___ GIVEN RECORDS

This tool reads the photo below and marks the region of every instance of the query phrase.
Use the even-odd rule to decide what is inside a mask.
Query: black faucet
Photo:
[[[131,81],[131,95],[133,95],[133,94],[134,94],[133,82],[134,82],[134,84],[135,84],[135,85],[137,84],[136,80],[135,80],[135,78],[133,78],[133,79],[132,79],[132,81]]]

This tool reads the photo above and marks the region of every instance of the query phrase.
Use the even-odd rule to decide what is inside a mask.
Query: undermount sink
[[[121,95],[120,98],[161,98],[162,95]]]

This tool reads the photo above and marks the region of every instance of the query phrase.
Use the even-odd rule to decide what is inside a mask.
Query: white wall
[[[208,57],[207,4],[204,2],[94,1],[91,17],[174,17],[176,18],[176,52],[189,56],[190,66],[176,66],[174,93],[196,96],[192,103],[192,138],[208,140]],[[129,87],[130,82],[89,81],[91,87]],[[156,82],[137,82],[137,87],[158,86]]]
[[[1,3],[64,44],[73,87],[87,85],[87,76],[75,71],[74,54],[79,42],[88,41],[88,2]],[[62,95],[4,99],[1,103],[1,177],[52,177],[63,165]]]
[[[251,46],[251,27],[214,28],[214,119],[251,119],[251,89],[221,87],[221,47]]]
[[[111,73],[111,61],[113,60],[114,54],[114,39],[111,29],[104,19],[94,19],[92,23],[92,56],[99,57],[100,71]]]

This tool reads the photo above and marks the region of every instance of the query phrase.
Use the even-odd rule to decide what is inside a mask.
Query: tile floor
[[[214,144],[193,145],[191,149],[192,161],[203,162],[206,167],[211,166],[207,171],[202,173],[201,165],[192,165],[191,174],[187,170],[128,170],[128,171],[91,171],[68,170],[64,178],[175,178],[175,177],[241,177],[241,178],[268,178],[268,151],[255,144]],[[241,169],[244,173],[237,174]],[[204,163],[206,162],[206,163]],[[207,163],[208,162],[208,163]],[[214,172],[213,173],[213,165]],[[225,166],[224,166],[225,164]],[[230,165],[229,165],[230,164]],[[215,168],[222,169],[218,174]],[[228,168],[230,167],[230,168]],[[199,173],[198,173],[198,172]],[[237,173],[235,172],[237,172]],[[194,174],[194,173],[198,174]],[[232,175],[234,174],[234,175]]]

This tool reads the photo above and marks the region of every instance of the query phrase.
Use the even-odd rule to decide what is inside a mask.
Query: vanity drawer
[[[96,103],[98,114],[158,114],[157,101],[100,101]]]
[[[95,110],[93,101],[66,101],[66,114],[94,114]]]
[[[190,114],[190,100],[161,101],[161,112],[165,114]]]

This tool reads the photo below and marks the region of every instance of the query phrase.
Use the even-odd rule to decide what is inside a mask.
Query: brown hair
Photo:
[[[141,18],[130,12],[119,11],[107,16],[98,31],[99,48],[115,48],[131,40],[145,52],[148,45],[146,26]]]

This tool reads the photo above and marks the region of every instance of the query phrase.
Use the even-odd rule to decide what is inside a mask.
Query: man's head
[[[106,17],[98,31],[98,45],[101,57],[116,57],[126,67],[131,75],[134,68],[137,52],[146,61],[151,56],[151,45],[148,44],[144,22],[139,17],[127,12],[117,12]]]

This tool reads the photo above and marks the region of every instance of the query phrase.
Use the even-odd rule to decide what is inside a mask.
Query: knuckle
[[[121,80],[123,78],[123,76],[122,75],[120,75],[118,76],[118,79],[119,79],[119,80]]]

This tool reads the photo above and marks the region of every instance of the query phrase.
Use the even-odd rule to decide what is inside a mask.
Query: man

______

Please convert the material, from its first line up to and including the line with "[[[121,95],[120,98],[161,98],[162,95]]]", into a Markdown table with the columns No. and Content. Put a row number in No. and the line in Content, and leave out blank lines.

| No. | Content |
|---|---|
| 1 | This tool reads the photo below and marks the region of every instance of the query phrase. |
| 2 | Use the even-odd rule to decide what is inside a mask. |
| 3 | Query: black faucet |
| 4 | Photo: |
| 5 | [[[131,81],[131,95],[133,95],[133,94],[134,94],[133,82],[134,82],[134,84],[135,84],[135,85],[137,84],[136,80],[135,80],[135,78],[133,78],[133,79],[132,79],[132,81]]] |
| 6 | This tool reads the photo above and marks the region of every instance of the query phrase. |
| 7 | Use the even-odd rule to decide what is inside a mask. |
| 8 | Query: undermount sink |
| 9 | [[[121,95],[120,98],[161,98],[162,95]]] |